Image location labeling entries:

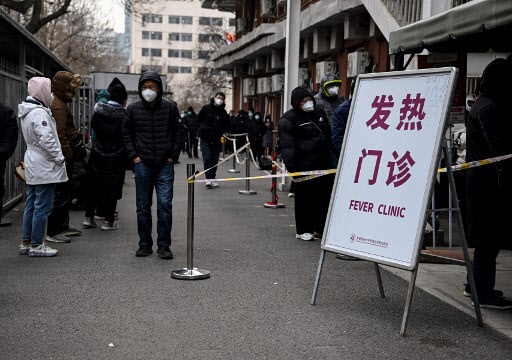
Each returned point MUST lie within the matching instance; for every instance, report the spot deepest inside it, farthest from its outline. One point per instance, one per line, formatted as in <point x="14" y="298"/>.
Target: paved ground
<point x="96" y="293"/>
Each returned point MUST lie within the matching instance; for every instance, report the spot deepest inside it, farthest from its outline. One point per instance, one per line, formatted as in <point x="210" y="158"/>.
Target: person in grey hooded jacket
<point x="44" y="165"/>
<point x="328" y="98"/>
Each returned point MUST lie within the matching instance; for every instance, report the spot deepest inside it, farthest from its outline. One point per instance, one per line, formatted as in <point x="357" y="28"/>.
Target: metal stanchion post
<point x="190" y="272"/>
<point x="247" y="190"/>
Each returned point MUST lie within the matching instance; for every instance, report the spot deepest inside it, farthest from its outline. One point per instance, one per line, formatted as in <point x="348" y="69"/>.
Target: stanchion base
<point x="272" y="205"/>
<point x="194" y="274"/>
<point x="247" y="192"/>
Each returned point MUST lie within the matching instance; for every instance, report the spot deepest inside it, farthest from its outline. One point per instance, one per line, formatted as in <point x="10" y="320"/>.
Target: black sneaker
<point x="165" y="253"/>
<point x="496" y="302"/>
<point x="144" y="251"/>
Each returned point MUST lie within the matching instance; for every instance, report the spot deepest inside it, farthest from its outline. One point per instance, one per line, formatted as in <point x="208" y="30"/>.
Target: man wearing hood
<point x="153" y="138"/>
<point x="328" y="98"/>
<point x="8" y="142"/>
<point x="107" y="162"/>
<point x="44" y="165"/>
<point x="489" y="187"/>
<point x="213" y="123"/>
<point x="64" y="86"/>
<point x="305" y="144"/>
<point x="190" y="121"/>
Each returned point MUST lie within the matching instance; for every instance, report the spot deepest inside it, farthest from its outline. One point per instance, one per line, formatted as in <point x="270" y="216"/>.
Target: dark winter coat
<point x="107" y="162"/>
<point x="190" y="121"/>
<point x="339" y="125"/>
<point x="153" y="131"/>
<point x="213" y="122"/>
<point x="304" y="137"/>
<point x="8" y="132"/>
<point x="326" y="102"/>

--

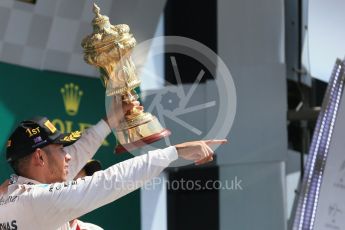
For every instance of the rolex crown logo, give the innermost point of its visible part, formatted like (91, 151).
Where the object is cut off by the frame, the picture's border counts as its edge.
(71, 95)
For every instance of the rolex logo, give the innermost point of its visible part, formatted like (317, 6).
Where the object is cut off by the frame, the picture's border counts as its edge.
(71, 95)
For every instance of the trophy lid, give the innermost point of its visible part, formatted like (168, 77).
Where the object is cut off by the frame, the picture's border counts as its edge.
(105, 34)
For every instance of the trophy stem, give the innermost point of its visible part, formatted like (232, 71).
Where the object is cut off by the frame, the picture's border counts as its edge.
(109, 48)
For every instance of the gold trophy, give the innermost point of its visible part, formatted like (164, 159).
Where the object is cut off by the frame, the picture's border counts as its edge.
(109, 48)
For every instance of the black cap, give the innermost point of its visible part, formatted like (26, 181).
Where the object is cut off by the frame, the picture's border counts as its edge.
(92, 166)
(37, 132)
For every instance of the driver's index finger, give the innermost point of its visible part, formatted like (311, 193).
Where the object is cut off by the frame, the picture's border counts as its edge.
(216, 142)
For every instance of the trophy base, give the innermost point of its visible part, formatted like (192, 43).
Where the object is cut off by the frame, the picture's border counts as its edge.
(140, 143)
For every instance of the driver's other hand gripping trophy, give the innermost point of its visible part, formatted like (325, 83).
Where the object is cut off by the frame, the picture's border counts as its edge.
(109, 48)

EXERCISE TASK: Pick out each line of the material above that contains the string "driver", and copy those lines.

ANSWER FOR THIS EXERCISE:
For every instance of the driver's index finger, give the innermost point of its visible part, formatted like (311, 193).
For every instance of the driver's other hand gripping trophy, give the innermost point of its visible part, formatted like (325, 83).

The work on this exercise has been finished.